**Requirements:**
Put every nonblank line of the items below, from the very first line through the line containing "[61,1,512,512]", into a JSON list of strings with one string per line.

Dataset entries
◆ ◆ ◆ ◆ ◆ ◆ ◆
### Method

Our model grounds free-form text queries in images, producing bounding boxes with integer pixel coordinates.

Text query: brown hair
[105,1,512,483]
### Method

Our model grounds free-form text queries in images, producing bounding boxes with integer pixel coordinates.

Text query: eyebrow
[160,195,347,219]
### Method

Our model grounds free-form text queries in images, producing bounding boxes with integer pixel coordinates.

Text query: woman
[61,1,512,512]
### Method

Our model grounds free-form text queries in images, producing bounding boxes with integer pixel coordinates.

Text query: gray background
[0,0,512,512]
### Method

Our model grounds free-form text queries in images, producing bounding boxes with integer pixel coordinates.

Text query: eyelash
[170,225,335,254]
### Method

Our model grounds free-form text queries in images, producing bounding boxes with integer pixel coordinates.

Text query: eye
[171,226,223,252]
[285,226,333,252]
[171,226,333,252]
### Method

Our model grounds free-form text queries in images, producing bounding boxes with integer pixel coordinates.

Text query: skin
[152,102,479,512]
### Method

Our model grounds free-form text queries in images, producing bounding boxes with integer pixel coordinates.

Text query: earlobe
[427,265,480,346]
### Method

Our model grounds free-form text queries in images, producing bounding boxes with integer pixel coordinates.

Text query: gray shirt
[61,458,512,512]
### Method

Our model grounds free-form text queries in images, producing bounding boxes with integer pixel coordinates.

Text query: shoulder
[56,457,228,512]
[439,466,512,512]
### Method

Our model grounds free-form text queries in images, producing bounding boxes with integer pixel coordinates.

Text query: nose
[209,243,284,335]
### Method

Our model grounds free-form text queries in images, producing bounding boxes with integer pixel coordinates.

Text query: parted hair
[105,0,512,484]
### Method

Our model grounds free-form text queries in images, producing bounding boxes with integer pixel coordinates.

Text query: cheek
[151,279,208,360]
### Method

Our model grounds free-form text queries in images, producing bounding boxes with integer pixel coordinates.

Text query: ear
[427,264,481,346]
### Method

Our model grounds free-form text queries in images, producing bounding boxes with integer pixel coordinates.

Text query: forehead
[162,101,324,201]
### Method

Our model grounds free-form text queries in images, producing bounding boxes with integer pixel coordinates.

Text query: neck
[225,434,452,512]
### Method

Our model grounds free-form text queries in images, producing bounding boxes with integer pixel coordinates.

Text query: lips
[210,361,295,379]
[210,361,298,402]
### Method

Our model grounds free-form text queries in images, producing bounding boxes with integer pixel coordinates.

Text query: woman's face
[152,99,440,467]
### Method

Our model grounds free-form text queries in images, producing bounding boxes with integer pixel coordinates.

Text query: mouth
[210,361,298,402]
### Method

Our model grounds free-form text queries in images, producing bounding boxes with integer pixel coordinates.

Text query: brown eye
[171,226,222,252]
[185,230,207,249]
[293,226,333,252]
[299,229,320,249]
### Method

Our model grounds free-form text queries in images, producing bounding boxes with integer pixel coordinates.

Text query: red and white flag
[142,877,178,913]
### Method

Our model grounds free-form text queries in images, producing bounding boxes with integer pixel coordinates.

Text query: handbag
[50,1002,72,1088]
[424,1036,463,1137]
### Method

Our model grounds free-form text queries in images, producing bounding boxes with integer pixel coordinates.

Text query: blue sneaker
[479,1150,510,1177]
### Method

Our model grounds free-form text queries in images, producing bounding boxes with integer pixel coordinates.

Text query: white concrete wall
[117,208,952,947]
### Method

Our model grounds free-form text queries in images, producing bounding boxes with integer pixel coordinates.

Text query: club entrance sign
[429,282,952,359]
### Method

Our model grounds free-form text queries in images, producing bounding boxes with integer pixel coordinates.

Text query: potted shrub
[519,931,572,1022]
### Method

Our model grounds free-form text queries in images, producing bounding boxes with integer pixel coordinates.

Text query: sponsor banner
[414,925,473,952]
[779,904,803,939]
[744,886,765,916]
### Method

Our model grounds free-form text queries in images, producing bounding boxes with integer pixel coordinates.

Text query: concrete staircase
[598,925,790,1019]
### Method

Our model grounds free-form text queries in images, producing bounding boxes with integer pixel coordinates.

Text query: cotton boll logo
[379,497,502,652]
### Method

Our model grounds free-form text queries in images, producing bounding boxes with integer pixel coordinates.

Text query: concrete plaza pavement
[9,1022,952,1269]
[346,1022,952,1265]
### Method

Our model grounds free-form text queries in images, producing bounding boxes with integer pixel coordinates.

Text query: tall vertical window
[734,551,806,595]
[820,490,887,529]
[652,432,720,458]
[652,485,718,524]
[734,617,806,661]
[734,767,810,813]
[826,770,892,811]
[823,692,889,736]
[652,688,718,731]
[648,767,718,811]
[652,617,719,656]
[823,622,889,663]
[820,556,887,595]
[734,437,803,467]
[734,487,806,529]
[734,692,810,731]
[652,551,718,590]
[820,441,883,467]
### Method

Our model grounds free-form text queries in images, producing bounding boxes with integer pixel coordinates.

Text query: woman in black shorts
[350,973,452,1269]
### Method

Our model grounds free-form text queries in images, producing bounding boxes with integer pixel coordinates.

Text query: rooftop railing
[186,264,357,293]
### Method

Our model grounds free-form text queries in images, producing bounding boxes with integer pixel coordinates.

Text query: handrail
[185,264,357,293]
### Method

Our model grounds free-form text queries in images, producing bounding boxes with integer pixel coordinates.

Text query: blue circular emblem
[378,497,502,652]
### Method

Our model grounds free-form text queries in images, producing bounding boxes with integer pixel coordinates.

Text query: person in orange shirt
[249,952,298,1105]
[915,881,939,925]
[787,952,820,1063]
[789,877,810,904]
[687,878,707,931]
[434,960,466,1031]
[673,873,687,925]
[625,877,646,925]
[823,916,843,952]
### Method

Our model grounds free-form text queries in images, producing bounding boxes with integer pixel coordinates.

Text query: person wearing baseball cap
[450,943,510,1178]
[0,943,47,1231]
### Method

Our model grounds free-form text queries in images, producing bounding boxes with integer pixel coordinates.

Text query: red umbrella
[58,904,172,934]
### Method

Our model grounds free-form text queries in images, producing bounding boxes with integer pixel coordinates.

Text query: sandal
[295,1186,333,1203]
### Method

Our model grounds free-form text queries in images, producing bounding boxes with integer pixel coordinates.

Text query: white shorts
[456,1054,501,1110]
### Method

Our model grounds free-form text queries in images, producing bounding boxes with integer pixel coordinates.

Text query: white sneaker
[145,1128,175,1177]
◆ ◆ ◆ ◆ ◆ ◆ ◆
**Answer for this exercise:**
[
  "### Method",
  "Our model grounds free-form text queries in images, producing bounding boxes with integer pixel coordinates.",
  "Text query: brown hair",
  "[105,1,512,483]",
  "### Method",
  "Our model grounds free-form text queries in images, producing bounding boxes with integer pixel coordinates.",
  "Text query: eyebrow",
  "[160,195,347,219]",
  "### Method",
  "Our model grounds free-form text queries in images, producing bounding boxes with integer pixel coordinates.",
  "Text query: woman",
  "[61,1,512,512]"
]